_WORK TO BE COMPLETED_
Copy every record below exactly.

Records from a collection:
-- Opening Marker --

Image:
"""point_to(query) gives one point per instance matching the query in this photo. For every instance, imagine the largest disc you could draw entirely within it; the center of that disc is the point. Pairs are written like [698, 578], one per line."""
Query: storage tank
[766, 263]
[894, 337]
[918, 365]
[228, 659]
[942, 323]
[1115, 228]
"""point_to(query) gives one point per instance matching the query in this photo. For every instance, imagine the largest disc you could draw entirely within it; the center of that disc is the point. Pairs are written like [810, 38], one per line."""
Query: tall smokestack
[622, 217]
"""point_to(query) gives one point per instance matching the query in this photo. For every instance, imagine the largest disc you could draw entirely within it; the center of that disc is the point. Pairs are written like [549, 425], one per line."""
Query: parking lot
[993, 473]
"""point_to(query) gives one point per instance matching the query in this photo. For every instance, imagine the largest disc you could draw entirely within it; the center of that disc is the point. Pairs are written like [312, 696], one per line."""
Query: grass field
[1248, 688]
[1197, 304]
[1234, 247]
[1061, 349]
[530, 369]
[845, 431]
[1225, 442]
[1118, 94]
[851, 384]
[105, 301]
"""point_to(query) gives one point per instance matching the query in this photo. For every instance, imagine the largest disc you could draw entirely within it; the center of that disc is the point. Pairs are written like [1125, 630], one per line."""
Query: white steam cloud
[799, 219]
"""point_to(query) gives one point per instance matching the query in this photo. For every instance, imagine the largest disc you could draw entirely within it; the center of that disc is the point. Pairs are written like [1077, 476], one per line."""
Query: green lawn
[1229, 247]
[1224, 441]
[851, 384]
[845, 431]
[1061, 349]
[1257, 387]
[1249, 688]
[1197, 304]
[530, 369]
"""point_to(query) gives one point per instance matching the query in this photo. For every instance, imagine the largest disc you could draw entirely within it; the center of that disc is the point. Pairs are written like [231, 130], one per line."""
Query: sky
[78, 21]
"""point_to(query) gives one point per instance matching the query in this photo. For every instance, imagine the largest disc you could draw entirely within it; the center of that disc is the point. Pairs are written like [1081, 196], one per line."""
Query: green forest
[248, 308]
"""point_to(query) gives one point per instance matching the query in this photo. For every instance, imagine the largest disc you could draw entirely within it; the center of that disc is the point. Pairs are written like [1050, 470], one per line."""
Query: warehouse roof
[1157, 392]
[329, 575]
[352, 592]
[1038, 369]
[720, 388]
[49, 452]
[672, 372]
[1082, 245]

-- Closing Marker --

_TASK RESPONSE_
Image:
"""point_to(query) gives one point per instance matching the query in this photo. For every instance, imagine the largest disc you could draw entirely within it; the center of that disc is the point. Pairs are written like [698, 578], one per line."""
Query: storage tank
[766, 263]
[894, 337]
[918, 365]
[228, 659]
[942, 323]
[1115, 228]
"""point_to(query) gives one point per instance matching the query in this photo. For every instance, imagine the largest disc you could draw entirely within it; the center of that disc is the point. Pairs are written like [810, 38], one per line."""
Query: tall smokestack
[622, 217]
"""point_to(query) gives one point per instance matching the query in this photo. For every instance, imagine the largest disc you could draw entirely within it; the center of that disc is the point. Pairs are written like [549, 425], one per line."""
Query: parking lot
[993, 473]
"""point_to(query) gives one point per instance matching the query in this photo. For every instance, imagine the largest disc you could draw entirely within it; the center of that disc is the point. Pairs are written like [312, 696], one per line."""
Query: grass field
[1248, 688]
[1197, 304]
[1234, 247]
[1061, 349]
[530, 369]
[845, 431]
[1225, 442]
[1118, 94]
[851, 384]
[105, 301]
"""point_to(query) gives one point per instance matching the query in this photo. For every instance, imagine the largest disc you could draw entirely within it; the center of that disc is the point. Pairs are written like [1125, 630], one per line."""
Query: white steam cloud
[799, 219]
"""point_to(query) gives one point per instance matching the query in this photo. For every instance, imagine the largest disc you could draw entirely within it; the center of that disc is the point. Pairs are written like [1077, 476], one per line."""
Query: green lawn
[1229, 247]
[1224, 441]
[851, 384]
[845, 431]
[1061, 349]
[1257, 387]
[1249, 688]
[1197, 304]
[530, 369]
"""point_to(query) gives one point per instance matching the query in this photo. For every instance, imagine the largest disc you could draw entirely within it; the center of that disc is the point. Pairs are written like [231, 130], one per line."""
Query: sky
[78, 21]
"""point_to(query) gives one point per instance matching the query in this photo. For every instance, imagine the largest disc you could draw entirely within it; the center of that disc is the point. Pairs are written like [1081, 196], one per line."""
Query: green forest
[248, 308]
"""point_to(query) gives one point per instance matching the query in this photo. For every instance, imagine the largest disc you could draw entirely within it; the center of that disc is the point. Pairs are written like [1050, 470], one per line."""
Query: warehouse roof
[1157, 392]
[329, 575]
[352, 592]
[1038, 369]
[720, 388]
[49, 452]
[672, 372]
[1082, 245]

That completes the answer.